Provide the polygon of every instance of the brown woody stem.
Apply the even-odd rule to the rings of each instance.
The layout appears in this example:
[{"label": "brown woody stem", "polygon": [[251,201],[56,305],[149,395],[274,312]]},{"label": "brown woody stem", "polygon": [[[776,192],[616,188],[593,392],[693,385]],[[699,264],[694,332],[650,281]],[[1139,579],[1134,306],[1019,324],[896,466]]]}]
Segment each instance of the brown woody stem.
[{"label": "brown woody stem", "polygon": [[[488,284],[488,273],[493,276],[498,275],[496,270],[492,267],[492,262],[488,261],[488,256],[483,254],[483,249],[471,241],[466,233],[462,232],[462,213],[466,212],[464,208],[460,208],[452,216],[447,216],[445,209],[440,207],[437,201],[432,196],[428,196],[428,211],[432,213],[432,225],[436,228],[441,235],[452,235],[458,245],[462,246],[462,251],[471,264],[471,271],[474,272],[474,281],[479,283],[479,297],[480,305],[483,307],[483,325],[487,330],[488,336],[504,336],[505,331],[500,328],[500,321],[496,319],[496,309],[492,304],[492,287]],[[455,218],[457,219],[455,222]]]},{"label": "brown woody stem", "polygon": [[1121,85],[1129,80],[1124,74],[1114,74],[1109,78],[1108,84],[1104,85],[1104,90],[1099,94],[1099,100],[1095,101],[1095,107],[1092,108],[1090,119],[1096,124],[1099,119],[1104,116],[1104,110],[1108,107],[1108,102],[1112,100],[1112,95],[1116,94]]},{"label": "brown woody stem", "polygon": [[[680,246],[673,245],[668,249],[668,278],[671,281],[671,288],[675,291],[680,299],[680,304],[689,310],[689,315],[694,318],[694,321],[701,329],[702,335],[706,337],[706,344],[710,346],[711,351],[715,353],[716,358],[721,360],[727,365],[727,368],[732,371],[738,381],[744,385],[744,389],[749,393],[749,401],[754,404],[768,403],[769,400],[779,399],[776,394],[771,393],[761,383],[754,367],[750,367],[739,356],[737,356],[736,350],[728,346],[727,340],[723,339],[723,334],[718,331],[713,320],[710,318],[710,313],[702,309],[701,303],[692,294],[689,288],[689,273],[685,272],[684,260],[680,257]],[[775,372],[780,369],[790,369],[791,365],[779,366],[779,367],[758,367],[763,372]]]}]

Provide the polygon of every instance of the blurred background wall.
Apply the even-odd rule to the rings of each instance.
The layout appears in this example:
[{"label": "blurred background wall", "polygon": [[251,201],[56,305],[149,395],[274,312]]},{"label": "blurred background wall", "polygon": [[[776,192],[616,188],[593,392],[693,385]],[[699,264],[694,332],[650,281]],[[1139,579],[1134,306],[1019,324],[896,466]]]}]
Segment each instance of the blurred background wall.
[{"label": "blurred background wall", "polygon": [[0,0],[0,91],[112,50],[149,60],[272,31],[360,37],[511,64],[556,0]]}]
----
WRITTEN EXERCISE: Please recast every line of the records above as a numbered list, leaving out the blank lines.

EXERCISE OUTPUT:
1. Provide the polygon of every instance of the brown woody stem.
2. Apply the even-odd rule to the rings of each instance.
3. The layout appears in this example:
4. [{"label": "brown woody stem", "polygon": [[251,201],[56,305],[149,395],[274,312]]},{"label": "brown woody stem", "polygon": [[[776,192],[616,188],[593,392],[693,385]],[[699,264],[694,332],[650,281]],[[1139,579],[1134,306],[1019,324],[896,466]]]}]
5. Segment each instance of the brown woody stem.
6. [{"label": "brown woody stem", "polygon": [[[488,284],[488,273],[493,276],[498,275],[496,270],[492,267],[492,262],[488,261],[488,256],[483,254],[483,249],[471,241],[466,233],[462,232],[462,213],[466,212],[464,208],[460,208],[452,216],[447,216],[445,209],[440,207],[437,201],[432,196],[428,196],[428,211],[432,213],[432,225],[436,228],[441,235],[452,235],[458,245],[462,246],[462,251],[471,264],[471,271],[474,272],[474,281],[479,283],[479,297],[480,305],[483,307],[483,325],[487,330],[488,336],[504,336],[505,331],[500,328],[500,321],[496,319],[496,309],[492,304],[492,287]],[[455,218],[457,219],[455,222]]]},{"label": "brown woody stem", "polygon": [[1121,85],[1129,80],[1124,74],[1114,74],[1109,78],[1108,84],[1104,85],[1104,90],[1099,94],[1099,100],[1095,101],[1095,107],[1092,108],[1090,119],[1096,124],[1099,119],[1104,116],[1104,110],[1108,107],[1108,102],[1112,100],[1112,95],[1116,94]]},{"label": "brown woody stem", "polygon": [[[680,246],[673,245],[668,249],[668,278],[671,281],[671,288],[675,291],[680,299],[680,304],[689,310],[689,315],[694,318],[694,321],[701,329],[702,335],[706,337],[706,344],[710,346],[711,351],[715,353],[716,358],[721,360],[727,365],[727,368],[732,371],[738,381],[744,385],[744,389],[749,393],[749,401],[754,404],[768,403],[769,400],[779,399],[776,394],[771,393],[761,383],[754,367],[750,367],[739,356],[737,356],[736,350],[728,346],[727,340],[723,339],[723,334],[718,331],[713,320],[710,318],[710,313],[702,309],[701,303],[692,294],[689,288],[689,273],[685,272],[684,260],[680,257]],[[775,372],[780,369],[790,369],[791,365],[779,366],[779,367],[758,367],[763,372]]]}]
7. Provide the polygon of every instance of the blurred background wall.
8. Apply the even-odd rule to the rings of each instance.
9. The layout appears in this example:
10. [{"label": "blurred background wall", "polygon": [[251,201],[56,305],[149,395],[274,312]]},{"label": "blurred background wall", "polygon": [[[776,192],[616,188],[593,392],[693,385]],[[699,264],[694,332],[650,281]],[[1139,579],[1134,306],[1019,324],[896,466]]]}]
11. Segment each instance of the blurred background wall.
12. [{"label": "blurred background wall", "polygon": [[0,0],[0,91],[112,50],[149,60],[272,31],[360,37],[511,64],[556,0]]}]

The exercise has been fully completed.